(Text shown Opens)

Our government is well on its way to creating a monopoly on paying for care. Today, government covers nearly half of the nation’s health-care bill. Medicare insures one in five elderly Americans. Medicaid, which is intended for low-income individuals, covers another one in five. Twenty-four million Americans obtain their health coverage through the Affordable Care Act’s exchanges—and of these, millions receive “free” coverage fully subsidized by federal taxpayers.
Thanks to the Democrats’ Inflation Reduction Act in 2022, the federal government now has the power to “negotiate” the prices of some prescription drugs through Medicare. These price controls take effect for ten drugs dispensed through the Part D prescription drug benefits on January 1, 2026. Each year, more drugs will be ensnared by this price control scheme. Meanwhile, some states are endeavoring to install public health insurance options of their own.
The final goal of all these policies is universal government-run health care. In the United States, partisans of single-payer envision a health-care system more comprehensive and controlling even than Canada’s—including coverage for dental and vision, prescription drugs, and long-term care. This universal system would proscribe every private option.
We do not need to try the experiment to know how it would end. Americans would find themselves trapped in wait lists for everything from routine eye exams to cancer treatments. Brian Day has given us fair warning.

(Text shown Closes)
(Data provided Opens)

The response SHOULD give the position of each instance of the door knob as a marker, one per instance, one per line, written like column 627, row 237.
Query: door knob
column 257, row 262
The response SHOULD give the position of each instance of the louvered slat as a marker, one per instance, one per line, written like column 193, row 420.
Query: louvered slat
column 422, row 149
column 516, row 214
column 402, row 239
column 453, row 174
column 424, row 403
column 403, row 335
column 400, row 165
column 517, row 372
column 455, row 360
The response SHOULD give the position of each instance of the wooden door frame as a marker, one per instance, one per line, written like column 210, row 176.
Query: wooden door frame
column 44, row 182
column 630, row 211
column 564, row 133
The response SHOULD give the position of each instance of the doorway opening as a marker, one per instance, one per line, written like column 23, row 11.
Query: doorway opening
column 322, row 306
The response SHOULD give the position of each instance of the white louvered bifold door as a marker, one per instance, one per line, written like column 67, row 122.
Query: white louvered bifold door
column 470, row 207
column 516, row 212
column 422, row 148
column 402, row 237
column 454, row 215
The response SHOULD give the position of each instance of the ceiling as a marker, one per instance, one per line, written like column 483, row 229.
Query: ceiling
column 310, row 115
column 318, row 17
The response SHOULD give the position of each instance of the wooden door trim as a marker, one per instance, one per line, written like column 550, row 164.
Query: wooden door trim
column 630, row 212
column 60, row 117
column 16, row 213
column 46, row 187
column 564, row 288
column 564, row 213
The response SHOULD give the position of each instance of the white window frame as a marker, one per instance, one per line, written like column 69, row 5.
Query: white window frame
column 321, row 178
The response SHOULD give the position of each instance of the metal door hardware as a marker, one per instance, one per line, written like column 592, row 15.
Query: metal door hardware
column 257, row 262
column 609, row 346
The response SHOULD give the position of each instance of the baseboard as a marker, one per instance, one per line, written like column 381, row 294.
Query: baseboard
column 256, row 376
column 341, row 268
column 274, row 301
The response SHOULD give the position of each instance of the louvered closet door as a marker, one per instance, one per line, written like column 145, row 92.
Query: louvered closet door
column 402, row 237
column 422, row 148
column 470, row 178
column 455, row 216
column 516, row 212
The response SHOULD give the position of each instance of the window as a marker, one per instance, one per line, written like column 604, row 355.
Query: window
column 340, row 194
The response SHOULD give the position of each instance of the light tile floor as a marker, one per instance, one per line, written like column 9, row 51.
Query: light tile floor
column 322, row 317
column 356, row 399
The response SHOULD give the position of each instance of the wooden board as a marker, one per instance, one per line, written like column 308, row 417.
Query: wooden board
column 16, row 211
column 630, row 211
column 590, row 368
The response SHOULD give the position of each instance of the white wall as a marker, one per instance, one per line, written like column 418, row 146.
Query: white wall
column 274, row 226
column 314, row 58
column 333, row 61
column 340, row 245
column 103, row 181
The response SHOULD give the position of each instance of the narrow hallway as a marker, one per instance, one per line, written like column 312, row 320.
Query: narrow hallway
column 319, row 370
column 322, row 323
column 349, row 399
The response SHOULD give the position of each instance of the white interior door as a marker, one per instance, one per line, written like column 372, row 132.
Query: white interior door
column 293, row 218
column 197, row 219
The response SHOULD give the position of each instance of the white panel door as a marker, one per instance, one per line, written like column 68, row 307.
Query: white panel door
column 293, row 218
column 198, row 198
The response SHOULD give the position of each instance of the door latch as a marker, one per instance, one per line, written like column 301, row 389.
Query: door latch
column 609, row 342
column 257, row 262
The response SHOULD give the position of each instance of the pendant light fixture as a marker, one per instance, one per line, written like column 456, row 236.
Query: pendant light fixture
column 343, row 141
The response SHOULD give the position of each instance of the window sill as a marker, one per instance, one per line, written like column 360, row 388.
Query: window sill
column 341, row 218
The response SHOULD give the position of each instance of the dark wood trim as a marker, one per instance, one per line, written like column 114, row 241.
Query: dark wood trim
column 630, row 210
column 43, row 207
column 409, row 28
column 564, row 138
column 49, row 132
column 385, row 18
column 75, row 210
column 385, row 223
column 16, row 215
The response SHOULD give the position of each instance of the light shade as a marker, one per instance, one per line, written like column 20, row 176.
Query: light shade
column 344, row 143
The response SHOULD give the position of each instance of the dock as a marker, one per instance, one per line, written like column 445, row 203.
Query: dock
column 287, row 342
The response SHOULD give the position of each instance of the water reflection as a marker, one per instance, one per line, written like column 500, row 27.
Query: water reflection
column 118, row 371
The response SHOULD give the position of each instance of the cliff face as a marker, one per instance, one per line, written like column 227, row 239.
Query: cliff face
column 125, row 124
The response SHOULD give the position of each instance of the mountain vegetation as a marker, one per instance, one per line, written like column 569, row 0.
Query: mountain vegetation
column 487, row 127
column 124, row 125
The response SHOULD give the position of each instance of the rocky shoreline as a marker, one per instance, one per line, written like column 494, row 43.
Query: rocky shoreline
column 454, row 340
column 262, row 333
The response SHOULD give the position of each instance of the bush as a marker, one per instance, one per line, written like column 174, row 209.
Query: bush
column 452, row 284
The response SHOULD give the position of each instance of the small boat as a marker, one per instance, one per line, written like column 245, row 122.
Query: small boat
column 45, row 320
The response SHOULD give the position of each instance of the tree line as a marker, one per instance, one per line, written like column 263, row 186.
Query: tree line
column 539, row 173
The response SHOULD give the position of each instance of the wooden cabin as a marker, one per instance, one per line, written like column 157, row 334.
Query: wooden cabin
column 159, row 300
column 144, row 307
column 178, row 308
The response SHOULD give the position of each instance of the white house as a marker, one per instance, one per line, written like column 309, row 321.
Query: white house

(Data provided Closes)

Work required: Transcribe the passage on government health care, starting with "We do not need" and going on through "us fair warning.".

Task solution:
We do not need to try the experiment to know how it would end. Americans would find themselves trapped in wait lists for everything from routine eye exams to cancer treatments. Brian Day has given us fair warning.